### [Records for the task]
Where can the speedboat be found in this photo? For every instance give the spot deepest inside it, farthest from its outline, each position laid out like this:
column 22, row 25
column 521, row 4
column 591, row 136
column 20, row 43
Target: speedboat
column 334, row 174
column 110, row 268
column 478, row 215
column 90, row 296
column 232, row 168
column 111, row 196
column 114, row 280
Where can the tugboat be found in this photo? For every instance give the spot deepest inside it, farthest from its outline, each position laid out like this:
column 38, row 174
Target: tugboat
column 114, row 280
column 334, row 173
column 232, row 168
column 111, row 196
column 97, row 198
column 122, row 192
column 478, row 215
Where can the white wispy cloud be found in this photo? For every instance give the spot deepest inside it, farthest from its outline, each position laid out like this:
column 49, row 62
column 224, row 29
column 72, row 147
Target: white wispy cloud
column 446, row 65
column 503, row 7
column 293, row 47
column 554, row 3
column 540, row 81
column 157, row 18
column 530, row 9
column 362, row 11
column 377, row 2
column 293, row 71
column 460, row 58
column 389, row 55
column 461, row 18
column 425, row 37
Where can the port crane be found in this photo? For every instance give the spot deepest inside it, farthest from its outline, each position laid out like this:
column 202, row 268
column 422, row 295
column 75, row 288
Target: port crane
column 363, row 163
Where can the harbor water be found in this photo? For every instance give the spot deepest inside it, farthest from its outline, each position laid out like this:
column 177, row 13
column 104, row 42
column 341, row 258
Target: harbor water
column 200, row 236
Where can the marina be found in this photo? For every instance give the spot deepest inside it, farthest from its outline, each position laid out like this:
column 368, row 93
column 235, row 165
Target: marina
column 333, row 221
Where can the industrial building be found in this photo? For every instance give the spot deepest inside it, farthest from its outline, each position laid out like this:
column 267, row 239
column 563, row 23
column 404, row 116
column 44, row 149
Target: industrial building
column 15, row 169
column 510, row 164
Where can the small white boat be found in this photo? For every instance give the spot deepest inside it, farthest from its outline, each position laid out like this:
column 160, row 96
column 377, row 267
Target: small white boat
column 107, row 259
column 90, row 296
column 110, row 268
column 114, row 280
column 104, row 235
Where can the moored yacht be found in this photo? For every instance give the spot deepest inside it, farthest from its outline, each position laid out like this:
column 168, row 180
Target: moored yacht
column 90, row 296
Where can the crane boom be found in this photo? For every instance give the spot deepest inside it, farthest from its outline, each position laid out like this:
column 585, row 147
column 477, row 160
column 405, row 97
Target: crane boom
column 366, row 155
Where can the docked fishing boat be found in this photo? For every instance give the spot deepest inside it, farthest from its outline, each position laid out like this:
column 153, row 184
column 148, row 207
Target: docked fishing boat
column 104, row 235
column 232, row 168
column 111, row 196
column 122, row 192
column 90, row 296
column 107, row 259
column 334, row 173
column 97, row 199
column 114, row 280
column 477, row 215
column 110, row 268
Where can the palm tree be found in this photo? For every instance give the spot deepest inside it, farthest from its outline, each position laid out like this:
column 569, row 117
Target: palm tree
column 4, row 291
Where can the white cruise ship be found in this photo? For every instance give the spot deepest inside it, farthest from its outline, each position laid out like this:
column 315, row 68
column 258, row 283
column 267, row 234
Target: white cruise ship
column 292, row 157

### [What you are asked to do]
Quote only the lines from the line containing "Where can the palm" through the end of the entries, keeping the first and the last.

### [Solution to this exercise]
Where can the palm tree be found in this photo? For every instance give the spot deepest inside it, farthest from its outline, each position laid out like this:
column 569, row 117
Target: palm tree
column 4, row 291
Where can the white cruise ship be found in this photo? For every instance give the spot deepest inside it, farthest from its outline, each position laid out like this:
column 315, row 68
column 258, row 283
column 267, row 234
Target: white cruise ship
column 292, row 157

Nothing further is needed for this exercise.